◆ **TASK REQUIREMENTS**
Return the records exactly, keeping every line as it is.

++++ GIVEN RECORDS

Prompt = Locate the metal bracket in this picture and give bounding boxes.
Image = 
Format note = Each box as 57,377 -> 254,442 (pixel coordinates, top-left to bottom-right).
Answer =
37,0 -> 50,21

++++++++

◆ **COMPLETED TASK**
Prompt = Locate the metal bracket in this picture and give bounding boxes.
Image = 
Format note = Each box as 57,377 -> 254,442 (pixel coordinates, top-left to bottom-right).
Answer =
37,0 -> 50,21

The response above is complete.